Records from an annotation dataset:

□ □ □ □ □ □ □

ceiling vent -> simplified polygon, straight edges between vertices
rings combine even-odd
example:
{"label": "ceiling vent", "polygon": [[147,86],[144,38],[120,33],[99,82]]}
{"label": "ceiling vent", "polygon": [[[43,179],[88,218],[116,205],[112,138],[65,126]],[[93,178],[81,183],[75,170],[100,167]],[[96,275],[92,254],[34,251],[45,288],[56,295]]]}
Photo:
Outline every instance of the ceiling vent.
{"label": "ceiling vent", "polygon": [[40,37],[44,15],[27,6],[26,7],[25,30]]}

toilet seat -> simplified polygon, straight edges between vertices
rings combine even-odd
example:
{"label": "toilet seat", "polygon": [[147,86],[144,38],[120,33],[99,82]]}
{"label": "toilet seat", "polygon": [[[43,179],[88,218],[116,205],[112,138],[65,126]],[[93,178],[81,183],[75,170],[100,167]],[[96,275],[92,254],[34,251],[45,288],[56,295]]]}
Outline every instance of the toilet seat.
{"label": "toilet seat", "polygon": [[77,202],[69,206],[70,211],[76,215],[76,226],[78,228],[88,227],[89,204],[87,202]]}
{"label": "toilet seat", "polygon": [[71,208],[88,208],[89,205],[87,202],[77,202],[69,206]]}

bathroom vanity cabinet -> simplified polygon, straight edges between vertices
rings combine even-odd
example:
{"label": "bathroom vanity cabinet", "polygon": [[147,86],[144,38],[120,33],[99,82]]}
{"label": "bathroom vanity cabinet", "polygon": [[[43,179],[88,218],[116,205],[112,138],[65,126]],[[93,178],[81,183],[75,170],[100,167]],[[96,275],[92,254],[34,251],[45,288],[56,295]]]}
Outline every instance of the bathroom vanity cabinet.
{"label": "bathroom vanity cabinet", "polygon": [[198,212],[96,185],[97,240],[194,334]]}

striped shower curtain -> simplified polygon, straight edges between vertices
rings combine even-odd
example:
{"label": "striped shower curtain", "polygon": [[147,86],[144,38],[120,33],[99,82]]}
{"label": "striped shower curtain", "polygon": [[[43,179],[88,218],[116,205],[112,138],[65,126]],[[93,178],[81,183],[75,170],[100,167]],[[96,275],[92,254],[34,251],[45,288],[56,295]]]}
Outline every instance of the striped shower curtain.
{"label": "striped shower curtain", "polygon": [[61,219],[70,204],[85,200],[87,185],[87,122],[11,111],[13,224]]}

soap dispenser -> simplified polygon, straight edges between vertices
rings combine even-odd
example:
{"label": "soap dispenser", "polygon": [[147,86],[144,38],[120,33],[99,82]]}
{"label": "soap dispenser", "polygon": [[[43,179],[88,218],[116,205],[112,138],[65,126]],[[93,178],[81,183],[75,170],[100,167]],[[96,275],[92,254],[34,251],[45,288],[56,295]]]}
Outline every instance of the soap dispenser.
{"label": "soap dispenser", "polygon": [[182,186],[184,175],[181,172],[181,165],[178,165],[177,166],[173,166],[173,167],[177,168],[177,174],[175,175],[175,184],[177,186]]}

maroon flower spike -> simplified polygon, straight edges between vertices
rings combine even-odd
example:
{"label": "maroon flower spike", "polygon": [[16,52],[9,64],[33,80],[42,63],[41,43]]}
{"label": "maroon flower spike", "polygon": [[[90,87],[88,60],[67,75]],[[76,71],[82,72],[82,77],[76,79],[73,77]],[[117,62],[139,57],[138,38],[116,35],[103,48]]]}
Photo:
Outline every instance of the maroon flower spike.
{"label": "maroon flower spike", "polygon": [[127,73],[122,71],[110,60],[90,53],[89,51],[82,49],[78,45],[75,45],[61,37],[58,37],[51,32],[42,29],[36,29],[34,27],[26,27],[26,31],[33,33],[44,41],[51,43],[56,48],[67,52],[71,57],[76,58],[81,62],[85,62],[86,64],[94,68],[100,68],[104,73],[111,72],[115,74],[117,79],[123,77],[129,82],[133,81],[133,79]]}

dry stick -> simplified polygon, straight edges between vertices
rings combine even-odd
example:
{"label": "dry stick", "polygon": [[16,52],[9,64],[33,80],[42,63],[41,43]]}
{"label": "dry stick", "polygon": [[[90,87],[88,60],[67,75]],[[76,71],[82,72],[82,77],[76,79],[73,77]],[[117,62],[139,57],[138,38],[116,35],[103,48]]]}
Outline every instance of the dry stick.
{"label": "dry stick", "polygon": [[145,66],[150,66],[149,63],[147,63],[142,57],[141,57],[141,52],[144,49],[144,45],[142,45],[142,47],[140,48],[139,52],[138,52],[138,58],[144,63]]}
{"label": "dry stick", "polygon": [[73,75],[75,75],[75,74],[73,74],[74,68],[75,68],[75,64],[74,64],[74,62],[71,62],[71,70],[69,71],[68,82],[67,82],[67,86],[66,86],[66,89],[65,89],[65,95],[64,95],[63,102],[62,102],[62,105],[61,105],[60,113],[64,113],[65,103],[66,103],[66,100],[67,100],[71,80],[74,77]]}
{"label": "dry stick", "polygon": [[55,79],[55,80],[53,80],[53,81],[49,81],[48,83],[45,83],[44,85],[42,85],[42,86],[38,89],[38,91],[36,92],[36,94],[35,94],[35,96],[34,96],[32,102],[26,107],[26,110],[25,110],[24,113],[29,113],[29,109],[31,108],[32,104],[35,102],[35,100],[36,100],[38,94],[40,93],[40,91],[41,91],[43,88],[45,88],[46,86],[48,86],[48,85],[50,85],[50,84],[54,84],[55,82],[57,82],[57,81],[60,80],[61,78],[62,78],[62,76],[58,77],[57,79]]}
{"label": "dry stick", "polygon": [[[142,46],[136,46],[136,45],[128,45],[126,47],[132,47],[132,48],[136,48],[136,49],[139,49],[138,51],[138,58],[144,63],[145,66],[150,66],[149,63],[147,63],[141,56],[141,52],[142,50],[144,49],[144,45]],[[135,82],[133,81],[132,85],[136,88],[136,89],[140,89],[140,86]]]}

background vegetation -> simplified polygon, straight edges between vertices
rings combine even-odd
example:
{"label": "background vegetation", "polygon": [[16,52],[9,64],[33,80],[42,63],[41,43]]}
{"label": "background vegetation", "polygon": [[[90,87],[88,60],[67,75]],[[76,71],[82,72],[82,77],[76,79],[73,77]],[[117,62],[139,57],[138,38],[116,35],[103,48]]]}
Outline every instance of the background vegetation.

□ □ □ □ □ □ □

■ **Exercise instructions**: Please change "straight edges between vertices" to "straight edges joining consecutive vertices" everywhere it occurs in the data above, leaving all other text the same.

■ **Result of the exercise**:
ceiling vent -> simplified polygon, straight edges joining consecutive vertices
rings combine even-odd
example:
{"label": "ceiling vent", "polygon": [[147,86],[144,38],[120,33],[99,82]]}
{"label": "ceiling vent", "polygon": [[[43,179],[88,218],[116,205],[112,138],[65,126]],[[93,178],[81,183],[75,170],[100,167]],[[96,275],[92,254],[34,251],[45,288],[56,295]]]}
Photo:
Outline every instance of the ceiling vent.
{"label": "ceiling vent", "polygon": [[40,37],[44,15],[27,6],[26,7],[25,30]]}

toilet seat -> simplified polygon, straight edges joining consecutive vertices
rings combine even-odd
example:
{"label": "toilet seat", "polygon": [[147,86],[144,38],[120,33],[99,82]]}
{"label": "toilet seat", "polygon": [[[43,179],[88,218],[116,205],[112,138],[65,126]],[[93,178],[81,183],[75,170],[100,167]],[[96,275],[92,254],[34,251],[45,288],[56,295]]]}
Outline every instance of the toilet seat.
{"label": "toilet seat", "polygon": [[77,202],[69,206],[70,211],[76,215],[76,226],[78,228],[88,227],[89,204],[87,202]]}
{"label": "toilet seat", "polygon": [[71,208],[88,208],[89,205],[87,202],[77,202],[69,206]]}

bathroom vanity cabinet -> simplified polygon, straight edges joining consecutive vertices
rings combine even-odd
example:
{"label": "bathroom vanity cabinet", "polygon": [[147,86],[144,38],[120,33],[99,82]]}
{"label": "bathroom vanity cabinet", "polygon": [[[43,179],[88,218],[116,205],[112,138],[65,126]],[[93,178],[81,183],[75,170],[100,167]],[[96,275],[92,254],[34,251],[45,288],[56,295]]]}
Outline every instance of the bathroom vanity cabinet.
{"label": "bathroom vanity cabinet", "polygon": [[198,212],[96,185],[97,240],[194,334]]}

striped shower curtain -> simplified polygon, straight edges joining consecutive vertices
rings combine even-odd
example:
{"label": "striped shower curtain", "polygon": [[147,86],[144,38],[120,33],[99,82]]}
{"label": "striped shower curtain", "polygon": [[[43,179],[88,218],[116,205],[112,138],[65,126]],[[93,178],[81,183],[75,170],[100,167]],[[96,275],[92,254],[34,251],[45,288],[56,295]]]}
Outline every instance of the striped shower curtain.
{"label": "striped shower curtain", "polygon": [[61,219],[70,204],[85,200],[87,185],[87,122],[11,111],[13,224]]}

soap dispenser -> simplified polygon, straight edges joining consecutive vertices
rings combine even-odd
example:
{"label": "soap dispenser", "polygon": [[147,86],[144,38],[120,33],[99,82]]}
{"label": "soap dispenser", "polygon": [[[43,179],[88,218],[116,205],[112,138],[65,126]],[[93,178],[81,183],[75,170],[100,167]],[[96,275],[92,254],[34,251],[45,288],[56,295]]]}
Outline every instance of the soap dispenser.
{"label": "soap dispenser", "polygon": [[182,186],[184,175],[181,172],[181,165],[178,165],[177,166],[173,166],[173,167],[177,168],[177,174],[175,175],[175,184],[177,186]]}

maroon flower spike -> simplified polygon, straight edges joining consecutive vertices
rings combine even-odd
example:
{"label": "maroon flower spike", "polygon": [[16,52],[9,64],[33,80],[42,63],[41,43]]}
{"label": "maroon flower spike", "polygon": [[[90,87],[88,60],[67,75]],[[76,71],[82,72],[82,77],[76,79],[73,77]],[[117,62],[139,57],[138,38],[116,35],[103,48]]]}
Photo:
Outline every instance of the maroon flower spike.
{"label": "maroon flower spike", "polygon": [[127,73],[122,71],[110,60],[90,53],[89,51],[82,49],[78,45],[75,45],[61,37],[58,37],[51,32],[42,29],[36,29],[34,27],[26,27],[26,31],[33,33],[44,41],[51,43],[56,48],[67,52],[71,57],[76,58],[81,62],[85,62],[86,64],[94,68],[100,68],[104,73],[111,72],[115,74],[117,79],[123,77],[129,82],[133,81],[133,79]]}

dry stick -> simplified polygon, straight edges joining consecutive vertices
rings combine even-odd
example:
{"label": "dry stick", "polygon": [[16,52],[9,64],[33,80],[42,63],[41,43]]}
{"label": "dry stick", "polygon": [[[90,87],[88,60],[67,75]],[[76,71],[82,72],[82,77],[76,79],[73,77]],[[117,62],[139,57],[138,38],[116,35],[103,48]]]}
Outline every instance of the dry stick.
{"label": "dry stick", "polygon": [[145,66],[150,66],[149,63],[147,63],[142,57],[141,57],[141,52],[144,49],[144,45],[142,45],[142,47],[140,48],[139,52],[138,52],[138,58],[144,63]]}
{"label": "dry stick", "polygon": [[73,75],[75,75],[75,74],[73,74],[74,68],[75,68],[75,64],[74,64],[74,62],[71,62],[71,70],[69,71],[68,82],[67,82],[67,86],[66,86],[66,89],[65,89],[65,95],[64,95],[63,102],[62,102],[62,105],[61,105],[60,113],[64,113],[65,103],[66,103],[66,100],[67,100],[71,80],[74,77]]}
{"label": "dry stick", "polygon": [[55,79],[55,80],[53,80],[53,81],[49,81],[48,83],[45,83],[44,85],[42,85],[42,86],[38,89],[38,91],[36,92],[36,94],[35,94],[35,96],[34,96],[32,102],[26,107],[26,110],[25,110],[24,113],[29,113],[29,109],[31,108],[32,104],[35,102],[35,100],[36,100],[38,94],[40,93],[40,91],[41,91],[43,88],[45,88],[46,86],[48,86],[48,85],[50,85],[50,84],[54,84],[55,82],[57,82],[57,81],[60,80],[61,78],[62,78],[62,76],[58,77],[57,79]]}
{"label": "dry stick", "polygon": [[[142,46],[136,46],[136,45],[128,45],[126,47],[132,47],[132,48],[136,48],[136,49],[139,49],[138,51],[138,58],[144,63],[145,66],[150,66],[149,63],[147,63],[141,56],[141,52],[142,50],[144,49],[144,45]],[[135,82],[133,81],[132,85],[136,88],[136,89],[140,89],[140,86]]]}

background vegetation -> simplified polygon, straight edges joining consecutive vertices
rings combine even-odd
example:
{"label": "background vegetation", "polygon": [[16,52],[9,64],[33,80],[42,63],[41,43]]}
{"label": "background vegetation", "polygon": [[[90,87],[88,60],[67,75]],[[76,71],[82,72],[82,77],[76,79],[73,77]],[[117,62],[139,57],[138,38],[116,35],[103,48]]]}
Outline every instance of the background vegetation.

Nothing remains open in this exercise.